REQUIRED TASK -> Copy out every row below that contains the word "glass", treating uppercase and lowercase as different.

DATASET RECORDS ->

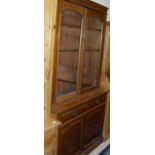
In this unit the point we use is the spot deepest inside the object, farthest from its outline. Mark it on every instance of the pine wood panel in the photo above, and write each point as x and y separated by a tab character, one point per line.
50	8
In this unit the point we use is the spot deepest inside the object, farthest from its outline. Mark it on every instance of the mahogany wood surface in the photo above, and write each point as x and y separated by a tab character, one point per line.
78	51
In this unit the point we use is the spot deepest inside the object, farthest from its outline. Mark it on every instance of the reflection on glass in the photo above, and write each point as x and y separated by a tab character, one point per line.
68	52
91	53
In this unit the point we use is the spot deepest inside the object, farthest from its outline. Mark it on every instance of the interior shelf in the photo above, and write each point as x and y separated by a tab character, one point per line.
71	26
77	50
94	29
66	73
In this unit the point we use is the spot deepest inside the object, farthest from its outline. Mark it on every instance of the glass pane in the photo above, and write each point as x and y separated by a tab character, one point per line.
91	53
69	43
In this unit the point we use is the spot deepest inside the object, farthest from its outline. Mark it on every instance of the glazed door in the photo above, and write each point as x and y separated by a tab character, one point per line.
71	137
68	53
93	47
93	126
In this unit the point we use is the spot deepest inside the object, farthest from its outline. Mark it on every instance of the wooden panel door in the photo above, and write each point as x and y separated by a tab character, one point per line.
---
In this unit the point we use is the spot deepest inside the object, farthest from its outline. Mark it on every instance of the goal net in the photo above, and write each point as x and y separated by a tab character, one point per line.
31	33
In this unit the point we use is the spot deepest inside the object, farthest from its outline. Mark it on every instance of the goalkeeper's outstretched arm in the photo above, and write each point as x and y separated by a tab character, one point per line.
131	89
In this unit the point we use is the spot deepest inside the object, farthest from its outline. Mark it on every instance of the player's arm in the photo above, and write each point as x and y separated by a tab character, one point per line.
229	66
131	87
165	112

RESPONSE ->
In this unit the point we use is the spot deepest inside the object, farthest from its outline. Mark it on every instance of the reflection on glass in the photo above, and write each point as x and y separated by a tab character, one point per line.
In this unit the point we use is the spot deepest inside the object, farthest from its outline. Mark it on every instance of the glass pane in the photo above, and write each point as x and y separated by a tab character, one point per line.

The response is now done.